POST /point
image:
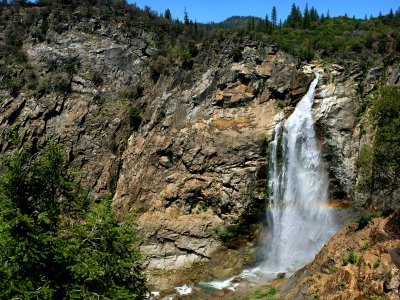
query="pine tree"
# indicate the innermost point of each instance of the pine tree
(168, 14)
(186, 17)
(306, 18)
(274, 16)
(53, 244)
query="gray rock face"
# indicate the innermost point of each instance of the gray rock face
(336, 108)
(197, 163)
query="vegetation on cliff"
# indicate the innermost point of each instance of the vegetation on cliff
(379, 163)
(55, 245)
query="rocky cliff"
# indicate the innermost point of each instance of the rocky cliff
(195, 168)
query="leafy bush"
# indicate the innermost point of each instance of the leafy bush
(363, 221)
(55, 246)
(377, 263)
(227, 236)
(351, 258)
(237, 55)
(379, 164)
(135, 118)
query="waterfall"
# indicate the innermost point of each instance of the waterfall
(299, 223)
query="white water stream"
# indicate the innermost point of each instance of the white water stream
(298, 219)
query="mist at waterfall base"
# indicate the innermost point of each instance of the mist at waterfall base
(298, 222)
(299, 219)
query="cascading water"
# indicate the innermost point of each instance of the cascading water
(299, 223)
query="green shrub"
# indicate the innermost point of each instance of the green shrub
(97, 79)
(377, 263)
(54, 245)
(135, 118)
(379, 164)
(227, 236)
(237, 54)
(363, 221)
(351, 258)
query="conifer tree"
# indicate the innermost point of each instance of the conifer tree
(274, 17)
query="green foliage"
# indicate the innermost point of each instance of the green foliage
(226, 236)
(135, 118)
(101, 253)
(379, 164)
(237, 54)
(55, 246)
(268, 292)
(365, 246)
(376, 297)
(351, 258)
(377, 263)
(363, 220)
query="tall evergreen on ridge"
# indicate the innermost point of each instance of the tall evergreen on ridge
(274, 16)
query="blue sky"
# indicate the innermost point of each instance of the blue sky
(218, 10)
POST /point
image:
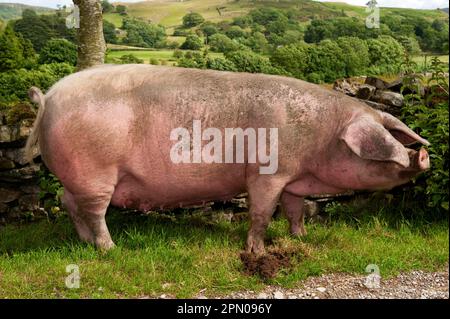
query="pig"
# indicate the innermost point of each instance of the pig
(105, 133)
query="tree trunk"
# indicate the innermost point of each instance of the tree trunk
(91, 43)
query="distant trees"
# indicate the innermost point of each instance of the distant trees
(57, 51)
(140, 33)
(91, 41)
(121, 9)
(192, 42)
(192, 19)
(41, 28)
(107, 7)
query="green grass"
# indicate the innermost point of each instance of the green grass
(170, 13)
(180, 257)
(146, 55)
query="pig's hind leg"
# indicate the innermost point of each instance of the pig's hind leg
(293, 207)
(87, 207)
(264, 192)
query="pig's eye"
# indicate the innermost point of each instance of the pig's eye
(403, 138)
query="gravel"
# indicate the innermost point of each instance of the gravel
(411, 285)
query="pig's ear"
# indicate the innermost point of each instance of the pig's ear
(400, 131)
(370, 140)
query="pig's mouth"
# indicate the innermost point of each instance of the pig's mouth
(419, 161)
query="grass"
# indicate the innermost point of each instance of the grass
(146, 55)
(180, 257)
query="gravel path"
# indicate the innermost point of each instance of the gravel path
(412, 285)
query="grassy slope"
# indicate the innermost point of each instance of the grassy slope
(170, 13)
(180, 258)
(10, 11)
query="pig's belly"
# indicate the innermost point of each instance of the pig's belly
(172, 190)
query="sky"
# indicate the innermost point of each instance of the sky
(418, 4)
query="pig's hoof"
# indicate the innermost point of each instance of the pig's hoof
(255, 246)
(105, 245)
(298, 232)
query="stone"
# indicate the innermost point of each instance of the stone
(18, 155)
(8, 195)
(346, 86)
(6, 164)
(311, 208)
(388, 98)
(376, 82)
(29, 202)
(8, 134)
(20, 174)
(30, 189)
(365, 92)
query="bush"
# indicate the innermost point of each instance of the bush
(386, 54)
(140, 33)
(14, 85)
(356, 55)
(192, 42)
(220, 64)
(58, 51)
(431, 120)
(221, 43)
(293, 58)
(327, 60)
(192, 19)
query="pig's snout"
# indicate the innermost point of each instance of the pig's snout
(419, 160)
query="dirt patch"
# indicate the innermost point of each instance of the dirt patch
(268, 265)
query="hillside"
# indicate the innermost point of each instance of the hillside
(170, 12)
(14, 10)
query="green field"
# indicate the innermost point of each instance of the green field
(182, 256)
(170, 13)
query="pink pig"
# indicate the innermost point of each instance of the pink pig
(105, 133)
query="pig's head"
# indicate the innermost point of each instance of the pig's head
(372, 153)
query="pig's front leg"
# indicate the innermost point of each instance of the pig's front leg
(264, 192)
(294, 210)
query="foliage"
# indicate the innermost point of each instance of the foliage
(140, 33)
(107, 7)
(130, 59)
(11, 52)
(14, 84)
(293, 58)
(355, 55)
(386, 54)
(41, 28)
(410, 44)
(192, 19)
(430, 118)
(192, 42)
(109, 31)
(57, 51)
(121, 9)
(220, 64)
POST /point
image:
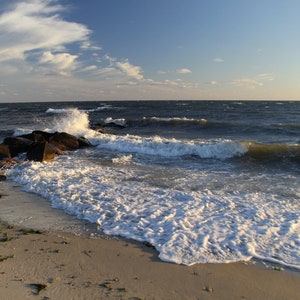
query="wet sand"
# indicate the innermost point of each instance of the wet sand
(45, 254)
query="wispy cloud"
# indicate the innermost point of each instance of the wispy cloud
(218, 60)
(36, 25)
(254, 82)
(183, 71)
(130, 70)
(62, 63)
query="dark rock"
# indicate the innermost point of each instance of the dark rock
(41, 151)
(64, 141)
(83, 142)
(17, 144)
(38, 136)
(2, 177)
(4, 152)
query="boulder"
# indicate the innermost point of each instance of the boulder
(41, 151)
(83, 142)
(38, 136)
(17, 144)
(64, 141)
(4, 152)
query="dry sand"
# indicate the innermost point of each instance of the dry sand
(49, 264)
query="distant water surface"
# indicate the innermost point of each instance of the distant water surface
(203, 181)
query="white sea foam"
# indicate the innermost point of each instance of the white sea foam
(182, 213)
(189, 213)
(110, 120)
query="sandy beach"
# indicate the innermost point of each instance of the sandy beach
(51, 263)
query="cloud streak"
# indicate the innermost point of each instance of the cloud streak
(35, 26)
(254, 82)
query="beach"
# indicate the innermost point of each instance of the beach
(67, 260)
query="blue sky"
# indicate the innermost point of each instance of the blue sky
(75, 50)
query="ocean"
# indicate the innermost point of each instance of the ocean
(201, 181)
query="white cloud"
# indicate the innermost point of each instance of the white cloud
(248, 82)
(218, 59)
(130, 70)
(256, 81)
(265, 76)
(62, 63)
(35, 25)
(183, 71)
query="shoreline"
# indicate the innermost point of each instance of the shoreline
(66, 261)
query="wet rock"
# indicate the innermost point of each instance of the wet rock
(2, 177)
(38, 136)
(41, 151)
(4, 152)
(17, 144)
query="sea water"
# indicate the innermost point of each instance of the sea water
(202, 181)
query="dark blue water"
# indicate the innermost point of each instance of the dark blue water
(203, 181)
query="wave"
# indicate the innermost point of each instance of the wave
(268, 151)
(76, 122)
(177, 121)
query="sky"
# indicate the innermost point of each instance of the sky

++++++

### What is expected
Transcribe all the data word for word; the images stay out.

### Exercise output
POST /point
image:
query="pine tree"
# indicate the innermost point of each instance of the pine tree
(168, 14)
(186, 17)
(306, 18)
(274, 16)
(53, 244)
query="gray rock face"
# indicate the innermost point of each instance of the gray rock face
(336, 108)
(197, 163)
query="vegetation on cliff"
# indicate the innermost point of each instance of the vegetation on cliff
(379, 163)
(55, 245)
query="rocky cliff"
# indicate the innermost point of each instance of the rocky cliff
(195, 168)
query="leafy bush"
# indicate the innermost point of each instance of the leafy bush
(363, 221)
(55, 246)
(377, 263)
(227, 236)
(351, 258)
(237, 55)
(379, 164)
(135, 118)
query="waterfall"
# indicate the innermost point of each instance of the waterfall
(299, 223)
query="white water stream"
# indicate the innermost point of each instance of the white water stream
(298, 219)
query="mist at waterfall base"
# indicate the innermost point of each instance of the mist at waterfall base
(298, 222)
(299, 219)
query="cascading water"
# indicate the innermost point of each instance of the cascading water
(299, 223)
query="green shrub"
# indicate the innermost point of each instance of the green shrub
(97, 79)
(377, 263)
(54, 245)
(135, 118)
(379, 164)
(227, 236)
(237, 54)
(363, 221)
(351, 258)
query="conifer tree"
# indicate the innermost point of each instance of the conifer tree
(274, 17)
query="green foliage"
# indicate the innermost point of each instance of the green foliage
(226, 236)
(135, 118)
(101, 253)
(379, 164)
(237, 54)
(55, 246)
(268, 292)
(365, 246)
(376, 297)
(351, 258)
(377, 263)
(363, 220)
query="tall evergreen on ridge"
# indicate the innermost point of each instance of the tall evergreen on ridge
(274, 16)
query="blue sky"
# indicate the innermost point of each instance of the blue sky
(218, 10)
POST /point
image:
query="pig"
# indicate the innermost point of each instance of the pig
(105, 133)
query="tree trunk"
# indicate the innermost point of each instance of the tree trunk
(91, 43)
query="distant trees"
# indicate the innermost point of each instance of the distant trees
(57, 51)
(140, 33)
(91, 41)
(121, 9)
(192, 42)
(192, 19)
(41, 28)
(107, 7)
query="green grass"
# indicate the innermost point of each instance of the green grass
(170, 13)
(180, 257)
(146, 55)
query="pig's hind leg"
# indicate the innermost point of each instance of the pig's hind leg
(293, 207)
(87, 207)
(264, 192)
query="pig's eye"
# indicate the innermost point of each instance of the pig's eye
(403, 138)
query="gravel"
# indicate the innermost point of each instance of the gravel
(411, 285)
query="pig's ear"
# indicate the innermost point of each instance of the pig's ear
(400, 131)
(370, 140)
query="pig's mouth"
# indicate the innermost point of each instance of the pig's mouth
(419, 161)
query="grass"
# indicate the innermost point of each instance of the grass
(146, 55)
(180, 257)
query="gravel path"
# indicate the innermost point of each instance of the gravel path
(412, 285)
query="grassy slope"
# indicate the innermost point of each instance of the grassy slope
(170, 13)
(180, 258)
(10, 11)
query="pig's belly"
# indicate the innermost point of each instance of the pig's belly
(172, 190)
query="sky"
# indicate the innermost point of each instance of the sky
(418, 4)
query="pig's hoof"
# indicate the innermost point of each instance of the pig's hoof
(255, 246)
(105, 245)
(298, 232)
query="stone"
# indicate the innermost point of each instance of the stone
(18, 155)
(8, 195)
(346, 86)
(6, 164)
(311, 208)
(388, 98)
(376, 82)
(29, 202)
(8, 134)
(20, 174)
(30, 189)
(365, 92)
query="bush"
# indicate the innermost point of each instance of the bush
(386, 54)
(140, 33)
(14, 85)
(356, 55)
(192, 42)
(220, 64)
(58, 51)
(431, 120)
(221, 43)
(293, 58)
(327, 60)
(192, 19)
query="pig's snout"
# indicate the innermost point of each instance of the pig's snout
(419, 160)
query="dirt patch"
# indicate the innermost point of each instance of the dirt patch
(268, 265)
query="hillside"
# indicate the innermost point of each instance of the hillside
(170, 12)
(14, 10)
query="green field"
# indicate the innermost point of each instance of the green field
(182, 256)
(170, 13)
query="pink pig"
# indicate the innermost point of each instance of the pink pig
(105, 133)
query="pig's head"
# indicate the innermost point of each instance of the pig's head
(372, 153)
query="pig's front leg"
# indicate the innermost point of each instance of the pig's front leg
(264, 192)
(294, 210)
query="foliage"
# indicate the innermost point of each instance of the foliage
(140, 33)
(107, 7)
(130, 59)
(11, 52)
(14, 84)
(293, 58)
(355, 55)
(386, 54)
(41, 28)
(410, 44)
(192, 19)
(430, 118)
(192, 42)
(109, 31)
(57, 51)
(121, 9)
(220, 64)
POST /point
image:
query="wet sand"
# indicate the innermost point of each instance of the wet sand
(45, 254)
query="wispy cloud"
# indicate the innermost point of each instance of the wispy cloud
(218, 60)
(36, 25)
(254, 82)
(183, 71)
(130, 70)
(62, 63)
query="dark rock"
# indicate the innermost point of each instance of the dark rock
(41, 151)
(64, 141)
(83, 142)
(17, 144)
(38, 136)
(2, 177)
(4, 152)
query="boulder"
# indicate the innermost point of each instance of the boulder
(41, 151)
(83, 142)
(38, 136)
(17, 144)
(64, 141)
(4, 152)
query="dry sand"
# indicate the innermost point of each instance of the dry sand
(49, 264)
query="distant water surface"
# indicate the innermost point of each instance of the distant water surface
(203, 181)
query="white sea foam"
# indicate the innermost point of each instance of the white sea foam
(182, 213)
(189, 213)
(110, 120)
query="sandy beach"
# indicate the innermost point of each instance of the sandy beach
(51, 263)
query="cloud streak"
# indicate the innermost point of each instance of the cloud streak
(35, 26)
(254, 82)
query="beach"
# indicate the innermost point of each instance of the beach
(67, 260)
query="blue sky"
# indicate the innermost point of each instance of the blue sky
(75, 50)
query="ocean"
# indicate the innermost point of each instance of the ocean
(201, 181)
query="white cloud"
# indicate the innermost point of each instance of the white cloud
(248, 82)
(218, 59)
(130, 70)
(256, 81)
(265, 76)
(62, 63)
(35, 25)
(183, 71)
query="shoreline"
# indicate the innermost point of each instance of the shoreline
(66, 261)
query="wet rock"
# indicate the innermost point of each instance of the wet rock
(2, 177)
(38, 136)
(41, 151)
(4, 152)
(17, 144)
query="sea water"
# indicate the innermost point of each instance of the sea water
(202, 181)
query="dark blue water"
# indicate the innermost point of each instance of the dark blue water
(203, 181)
query="wave"
# indicate the innermost point of each instance of the wave
(268, 151)
(76, 122)
(177, 121)
query="sky"
# indicate the innermost point of each instance of the sky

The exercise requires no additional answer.